Data items:
= = = = =

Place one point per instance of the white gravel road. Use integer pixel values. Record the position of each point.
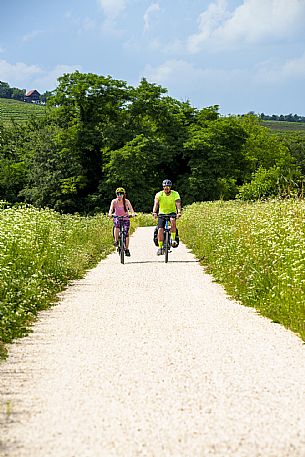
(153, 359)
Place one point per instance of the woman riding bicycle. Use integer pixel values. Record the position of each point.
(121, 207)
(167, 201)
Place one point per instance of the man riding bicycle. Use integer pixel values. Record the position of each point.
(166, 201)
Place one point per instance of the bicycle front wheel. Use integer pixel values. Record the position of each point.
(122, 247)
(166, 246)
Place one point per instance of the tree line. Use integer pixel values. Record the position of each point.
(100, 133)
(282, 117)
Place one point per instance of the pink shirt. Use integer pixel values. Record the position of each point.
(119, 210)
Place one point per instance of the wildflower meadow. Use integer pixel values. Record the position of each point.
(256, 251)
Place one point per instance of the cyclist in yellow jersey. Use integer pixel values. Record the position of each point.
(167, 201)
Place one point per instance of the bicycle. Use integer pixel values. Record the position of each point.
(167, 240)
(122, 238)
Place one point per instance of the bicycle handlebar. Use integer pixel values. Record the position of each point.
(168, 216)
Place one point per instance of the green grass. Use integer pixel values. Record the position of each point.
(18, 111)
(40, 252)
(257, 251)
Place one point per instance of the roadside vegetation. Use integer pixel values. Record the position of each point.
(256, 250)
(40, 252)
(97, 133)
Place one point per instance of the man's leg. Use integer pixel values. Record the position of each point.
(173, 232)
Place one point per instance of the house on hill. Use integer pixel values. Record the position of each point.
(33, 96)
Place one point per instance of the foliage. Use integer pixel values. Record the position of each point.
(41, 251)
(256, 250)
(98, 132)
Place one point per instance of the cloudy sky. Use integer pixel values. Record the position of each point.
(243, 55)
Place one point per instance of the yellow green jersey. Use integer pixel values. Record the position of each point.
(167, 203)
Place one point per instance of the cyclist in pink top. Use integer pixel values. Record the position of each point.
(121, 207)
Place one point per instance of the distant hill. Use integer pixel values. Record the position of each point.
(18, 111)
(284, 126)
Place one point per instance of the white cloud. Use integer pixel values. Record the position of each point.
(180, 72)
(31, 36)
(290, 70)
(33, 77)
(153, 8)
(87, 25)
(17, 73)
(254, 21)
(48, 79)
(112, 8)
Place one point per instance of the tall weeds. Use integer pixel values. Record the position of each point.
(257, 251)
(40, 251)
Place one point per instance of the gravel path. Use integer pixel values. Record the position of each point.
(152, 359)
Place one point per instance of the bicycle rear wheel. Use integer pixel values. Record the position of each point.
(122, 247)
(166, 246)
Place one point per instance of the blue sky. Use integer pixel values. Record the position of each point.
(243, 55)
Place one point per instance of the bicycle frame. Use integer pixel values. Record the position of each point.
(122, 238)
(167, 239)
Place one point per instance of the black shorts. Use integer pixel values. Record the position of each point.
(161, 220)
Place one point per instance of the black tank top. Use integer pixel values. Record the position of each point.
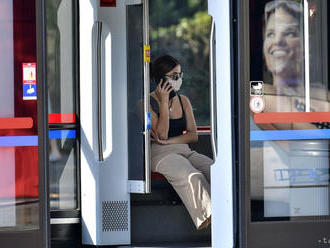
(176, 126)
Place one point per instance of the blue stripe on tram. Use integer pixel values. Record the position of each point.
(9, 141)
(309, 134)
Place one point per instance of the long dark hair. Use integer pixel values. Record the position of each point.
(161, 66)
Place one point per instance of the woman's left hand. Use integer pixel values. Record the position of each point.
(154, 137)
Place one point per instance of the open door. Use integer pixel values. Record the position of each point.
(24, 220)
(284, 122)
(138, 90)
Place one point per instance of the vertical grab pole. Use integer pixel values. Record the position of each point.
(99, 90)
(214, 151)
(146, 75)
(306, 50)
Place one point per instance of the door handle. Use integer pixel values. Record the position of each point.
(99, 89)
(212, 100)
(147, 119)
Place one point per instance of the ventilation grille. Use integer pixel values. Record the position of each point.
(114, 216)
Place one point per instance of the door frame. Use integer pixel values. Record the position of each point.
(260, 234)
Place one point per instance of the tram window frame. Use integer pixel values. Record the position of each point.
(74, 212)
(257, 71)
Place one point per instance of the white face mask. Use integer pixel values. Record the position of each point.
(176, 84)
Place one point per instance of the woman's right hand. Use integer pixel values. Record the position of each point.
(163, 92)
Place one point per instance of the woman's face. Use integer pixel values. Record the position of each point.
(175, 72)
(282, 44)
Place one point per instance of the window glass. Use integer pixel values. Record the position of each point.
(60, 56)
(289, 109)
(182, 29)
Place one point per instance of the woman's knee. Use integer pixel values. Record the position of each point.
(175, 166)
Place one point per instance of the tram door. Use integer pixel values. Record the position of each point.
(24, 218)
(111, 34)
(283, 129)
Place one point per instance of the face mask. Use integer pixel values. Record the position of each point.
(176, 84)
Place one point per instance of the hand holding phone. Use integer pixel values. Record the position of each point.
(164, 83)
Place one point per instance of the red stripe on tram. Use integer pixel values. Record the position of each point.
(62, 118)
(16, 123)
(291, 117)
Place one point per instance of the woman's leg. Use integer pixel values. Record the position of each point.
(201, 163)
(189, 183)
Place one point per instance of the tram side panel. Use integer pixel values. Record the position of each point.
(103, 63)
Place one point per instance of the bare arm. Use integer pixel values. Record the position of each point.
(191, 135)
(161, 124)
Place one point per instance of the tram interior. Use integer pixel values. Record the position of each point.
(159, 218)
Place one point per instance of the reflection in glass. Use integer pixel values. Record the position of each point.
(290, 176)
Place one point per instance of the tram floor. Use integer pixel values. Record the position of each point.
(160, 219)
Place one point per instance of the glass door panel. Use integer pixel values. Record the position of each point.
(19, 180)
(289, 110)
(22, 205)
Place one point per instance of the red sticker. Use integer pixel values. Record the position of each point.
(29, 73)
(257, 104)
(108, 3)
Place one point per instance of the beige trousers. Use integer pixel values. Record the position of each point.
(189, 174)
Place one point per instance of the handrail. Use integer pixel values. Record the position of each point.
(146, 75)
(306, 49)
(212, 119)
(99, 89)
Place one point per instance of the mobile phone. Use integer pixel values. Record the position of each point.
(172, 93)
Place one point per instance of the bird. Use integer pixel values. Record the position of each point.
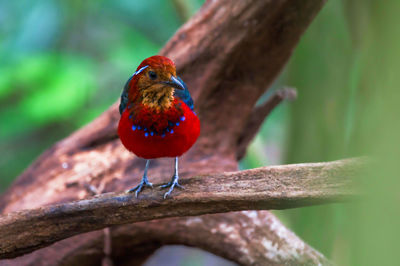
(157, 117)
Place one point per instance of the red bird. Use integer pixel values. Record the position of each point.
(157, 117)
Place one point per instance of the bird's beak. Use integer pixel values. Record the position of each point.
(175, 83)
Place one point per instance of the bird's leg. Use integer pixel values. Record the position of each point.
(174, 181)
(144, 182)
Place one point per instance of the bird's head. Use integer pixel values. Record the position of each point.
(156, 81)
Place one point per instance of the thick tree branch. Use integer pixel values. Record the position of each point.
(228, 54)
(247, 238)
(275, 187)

= = = = =

* Aim
Your task is to repeat exactly the lines from the one containing "Place one point per instance of the beige" through the end of the material, both included, and only those, without pictures.

* Reply
Place one point per instance of the beige trousers. Use integer pixel values. Record the position of each point.
(189, 174)
Place one point per instance of the handrail. Use integer pixel values. Record the position of each point.
(146, 75)
(306, 49)
(212, 119)
(99, 89)
Place one point per instance of the mobile phone. Use integer pixel values. Record the position of each point.
(172, 93)
Place one point per instance of the bird. Use integer pixel values. Record the position of each point.
(157, 117)
Place one point per instance of the red bird. Use integer pixel values. Record the position of each point.
(157, 117)
Place one point per instance of the bird's beak. Use integer pixel values. Record the position of each point.
(175, 83)
Place one point per instance of the bird's leg. Use integer pixel values. Record the position of each point.
(174, 181)
(144, 182)
Place one point per instance of the bird's head. Use integer pixel values. Record the position of each point.
(156, 81)
Place one point per instance of the thick tree branch. Use integer pixel values. Record the position of each point.
(228, 54)
(247, 238)
(275, 187)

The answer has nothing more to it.